Down to the last line, repeat the entries exactly.
*** RECORD EXTRACTS Section Begins ***
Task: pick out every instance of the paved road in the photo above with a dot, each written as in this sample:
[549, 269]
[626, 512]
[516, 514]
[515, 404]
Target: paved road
*** RECORD EXTRACTS Section Ends ***
WRITTEN SOLUTION
Task: pick out every instance of the paved road in the photo above with a dot, each written as in this sample:
[549, 269]
[626, 512]
[516, 514]
[515, 404]
Target: paved road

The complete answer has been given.